- Goal -
Please render the records, from the start through the line containing "288 112 402 130" (that line included), as a two-column CSV with one row per record. Put the record's text under "text" and its answer under "answer", each in a single quoted field with line breaks turned into spaces.

- Data for this exercise -
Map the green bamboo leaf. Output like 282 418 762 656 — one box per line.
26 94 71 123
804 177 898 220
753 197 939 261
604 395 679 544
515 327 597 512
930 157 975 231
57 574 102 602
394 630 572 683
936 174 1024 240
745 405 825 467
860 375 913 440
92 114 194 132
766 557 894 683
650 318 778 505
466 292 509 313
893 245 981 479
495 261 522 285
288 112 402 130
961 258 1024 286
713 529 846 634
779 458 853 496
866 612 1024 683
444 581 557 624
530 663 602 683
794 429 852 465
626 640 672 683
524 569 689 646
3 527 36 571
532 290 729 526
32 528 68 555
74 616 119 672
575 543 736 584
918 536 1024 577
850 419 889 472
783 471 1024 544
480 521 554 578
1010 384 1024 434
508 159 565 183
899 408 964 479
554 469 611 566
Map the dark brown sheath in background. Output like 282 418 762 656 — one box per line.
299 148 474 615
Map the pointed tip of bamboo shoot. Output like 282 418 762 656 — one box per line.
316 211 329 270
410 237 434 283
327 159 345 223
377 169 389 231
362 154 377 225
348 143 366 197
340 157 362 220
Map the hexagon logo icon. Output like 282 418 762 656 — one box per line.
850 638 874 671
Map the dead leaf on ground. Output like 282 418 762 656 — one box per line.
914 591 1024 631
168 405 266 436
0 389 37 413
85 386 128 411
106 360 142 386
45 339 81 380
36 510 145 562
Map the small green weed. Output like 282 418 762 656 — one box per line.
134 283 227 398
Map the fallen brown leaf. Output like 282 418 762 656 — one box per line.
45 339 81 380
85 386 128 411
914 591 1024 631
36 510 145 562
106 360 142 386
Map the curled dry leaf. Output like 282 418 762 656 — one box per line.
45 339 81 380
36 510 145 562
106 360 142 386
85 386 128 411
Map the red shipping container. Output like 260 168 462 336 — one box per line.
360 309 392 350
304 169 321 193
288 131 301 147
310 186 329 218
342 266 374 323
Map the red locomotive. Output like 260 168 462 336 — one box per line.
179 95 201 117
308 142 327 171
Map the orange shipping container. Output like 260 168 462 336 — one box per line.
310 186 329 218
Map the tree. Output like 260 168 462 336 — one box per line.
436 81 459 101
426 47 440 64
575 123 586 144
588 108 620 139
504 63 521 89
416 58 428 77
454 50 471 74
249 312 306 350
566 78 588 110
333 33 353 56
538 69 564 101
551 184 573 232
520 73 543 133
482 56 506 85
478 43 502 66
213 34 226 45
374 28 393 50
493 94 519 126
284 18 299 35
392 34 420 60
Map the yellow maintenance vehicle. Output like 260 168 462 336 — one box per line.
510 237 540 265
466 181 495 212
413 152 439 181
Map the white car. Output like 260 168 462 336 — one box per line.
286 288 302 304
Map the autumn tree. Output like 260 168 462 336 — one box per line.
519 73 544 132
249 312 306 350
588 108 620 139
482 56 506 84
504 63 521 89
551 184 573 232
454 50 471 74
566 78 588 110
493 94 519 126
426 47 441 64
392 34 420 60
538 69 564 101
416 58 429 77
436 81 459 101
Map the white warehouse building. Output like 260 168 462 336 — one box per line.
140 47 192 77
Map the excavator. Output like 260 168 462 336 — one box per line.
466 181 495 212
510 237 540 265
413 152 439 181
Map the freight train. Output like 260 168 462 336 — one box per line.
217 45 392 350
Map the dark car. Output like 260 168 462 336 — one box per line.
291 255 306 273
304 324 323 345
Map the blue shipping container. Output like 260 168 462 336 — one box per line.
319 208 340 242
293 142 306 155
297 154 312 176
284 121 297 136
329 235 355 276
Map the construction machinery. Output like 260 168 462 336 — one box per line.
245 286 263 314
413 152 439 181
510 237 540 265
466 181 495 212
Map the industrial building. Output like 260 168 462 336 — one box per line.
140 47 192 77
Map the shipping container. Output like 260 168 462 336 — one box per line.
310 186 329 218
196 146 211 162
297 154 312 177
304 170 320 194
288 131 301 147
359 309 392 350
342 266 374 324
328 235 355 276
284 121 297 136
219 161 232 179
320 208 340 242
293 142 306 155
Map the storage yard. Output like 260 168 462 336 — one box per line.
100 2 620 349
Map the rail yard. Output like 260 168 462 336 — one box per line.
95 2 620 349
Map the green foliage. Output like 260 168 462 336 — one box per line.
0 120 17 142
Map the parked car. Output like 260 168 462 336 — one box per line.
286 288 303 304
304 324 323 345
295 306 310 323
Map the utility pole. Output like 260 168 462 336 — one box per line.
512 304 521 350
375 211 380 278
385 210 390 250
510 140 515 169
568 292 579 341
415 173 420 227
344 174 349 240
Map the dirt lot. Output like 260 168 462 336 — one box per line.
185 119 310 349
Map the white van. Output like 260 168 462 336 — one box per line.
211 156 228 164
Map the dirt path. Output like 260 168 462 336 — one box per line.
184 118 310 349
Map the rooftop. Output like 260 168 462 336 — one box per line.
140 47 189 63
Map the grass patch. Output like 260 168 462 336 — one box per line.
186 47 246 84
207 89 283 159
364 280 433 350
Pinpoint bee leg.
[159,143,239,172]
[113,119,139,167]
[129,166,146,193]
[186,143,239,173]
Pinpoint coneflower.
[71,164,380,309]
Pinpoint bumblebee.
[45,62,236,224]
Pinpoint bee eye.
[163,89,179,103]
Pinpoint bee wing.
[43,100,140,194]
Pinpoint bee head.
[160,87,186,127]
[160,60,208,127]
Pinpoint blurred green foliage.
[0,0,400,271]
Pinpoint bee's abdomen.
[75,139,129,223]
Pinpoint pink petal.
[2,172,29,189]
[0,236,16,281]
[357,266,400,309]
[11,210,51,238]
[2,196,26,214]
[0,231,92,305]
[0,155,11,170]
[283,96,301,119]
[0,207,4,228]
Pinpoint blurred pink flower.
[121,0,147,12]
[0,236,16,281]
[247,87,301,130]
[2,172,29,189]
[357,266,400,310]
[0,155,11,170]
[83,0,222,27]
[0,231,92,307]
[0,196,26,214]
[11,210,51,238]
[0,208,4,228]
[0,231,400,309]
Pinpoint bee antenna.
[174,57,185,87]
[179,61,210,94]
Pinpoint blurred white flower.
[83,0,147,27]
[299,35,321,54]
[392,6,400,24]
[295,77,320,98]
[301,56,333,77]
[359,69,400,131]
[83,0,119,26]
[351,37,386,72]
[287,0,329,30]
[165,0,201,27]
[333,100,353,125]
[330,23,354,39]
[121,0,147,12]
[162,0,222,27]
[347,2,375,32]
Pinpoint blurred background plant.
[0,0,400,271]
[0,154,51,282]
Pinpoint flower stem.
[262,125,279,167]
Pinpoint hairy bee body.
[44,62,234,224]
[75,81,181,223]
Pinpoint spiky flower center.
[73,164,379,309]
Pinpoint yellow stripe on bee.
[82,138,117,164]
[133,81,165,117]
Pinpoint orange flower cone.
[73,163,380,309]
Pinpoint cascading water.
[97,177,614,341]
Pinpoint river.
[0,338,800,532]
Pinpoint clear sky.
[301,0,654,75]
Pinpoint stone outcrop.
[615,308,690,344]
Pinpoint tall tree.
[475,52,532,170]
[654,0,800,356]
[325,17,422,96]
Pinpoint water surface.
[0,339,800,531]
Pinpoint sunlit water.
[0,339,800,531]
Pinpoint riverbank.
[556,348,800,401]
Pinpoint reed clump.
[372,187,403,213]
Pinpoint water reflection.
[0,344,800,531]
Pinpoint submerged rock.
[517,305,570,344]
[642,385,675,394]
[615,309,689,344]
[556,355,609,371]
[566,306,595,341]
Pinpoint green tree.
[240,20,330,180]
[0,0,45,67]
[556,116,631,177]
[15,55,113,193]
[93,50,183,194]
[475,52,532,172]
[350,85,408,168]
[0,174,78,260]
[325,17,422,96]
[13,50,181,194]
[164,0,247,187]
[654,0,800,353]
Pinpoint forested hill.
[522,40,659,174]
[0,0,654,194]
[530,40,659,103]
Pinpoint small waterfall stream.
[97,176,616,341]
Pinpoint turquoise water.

- The completed task -
text,answer
"Map the green bamboo leaf. Output like 282 418 762 656 — one box per line.","26 94 71 123 804 177 898 220 753 197 939 261 604 395 679 544 515 327 597 512 930 157 975 231 57 574 102 602 394 630 572 683 936 174 1024 240 745 405 825 467 860 375 913 440 92 114 194 132 766 557 894 683 650 318 778 505 466 292 509 313 893 245 981 479 495 261 522 285 288 112 402 130"